───── Materials provided ─────

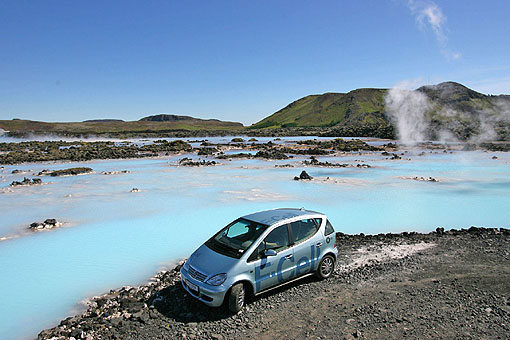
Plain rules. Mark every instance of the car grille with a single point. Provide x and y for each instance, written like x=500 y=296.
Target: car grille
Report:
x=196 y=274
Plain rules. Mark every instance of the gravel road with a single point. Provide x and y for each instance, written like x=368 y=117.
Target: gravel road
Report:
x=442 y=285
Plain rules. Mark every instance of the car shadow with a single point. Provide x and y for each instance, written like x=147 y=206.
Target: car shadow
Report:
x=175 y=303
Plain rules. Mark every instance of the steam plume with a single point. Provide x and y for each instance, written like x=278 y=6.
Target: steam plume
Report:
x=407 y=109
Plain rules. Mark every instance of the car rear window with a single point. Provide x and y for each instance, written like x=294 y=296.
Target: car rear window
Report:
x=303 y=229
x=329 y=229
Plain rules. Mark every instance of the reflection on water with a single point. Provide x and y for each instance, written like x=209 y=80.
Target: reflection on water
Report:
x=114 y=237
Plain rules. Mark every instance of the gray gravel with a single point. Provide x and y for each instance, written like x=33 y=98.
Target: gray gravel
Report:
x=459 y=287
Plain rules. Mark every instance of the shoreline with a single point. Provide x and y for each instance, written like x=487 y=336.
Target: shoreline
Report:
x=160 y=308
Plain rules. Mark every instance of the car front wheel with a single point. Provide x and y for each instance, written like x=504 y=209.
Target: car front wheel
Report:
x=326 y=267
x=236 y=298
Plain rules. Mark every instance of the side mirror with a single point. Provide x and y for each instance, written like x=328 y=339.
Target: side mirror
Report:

─────

§ **Problem description**
The required answer is the run of lines above, starting at the line with "Plain rules. Mark every instance of the steam" and ending at the line with "Plain rules. Mark every instance of the car rear", reproduced exactly with both ends.

§ **Solution to this problem**
Plain rules. Mark every instance of the steam plume with a single point. Provide x and y for each instance, written like x=278 y=6.
Target: steam plume
Report:
x=407 y=109
Plain rules. Mark every instance of the car rear window with a single point. Provide x and y for each instance, written like x=294 y=296.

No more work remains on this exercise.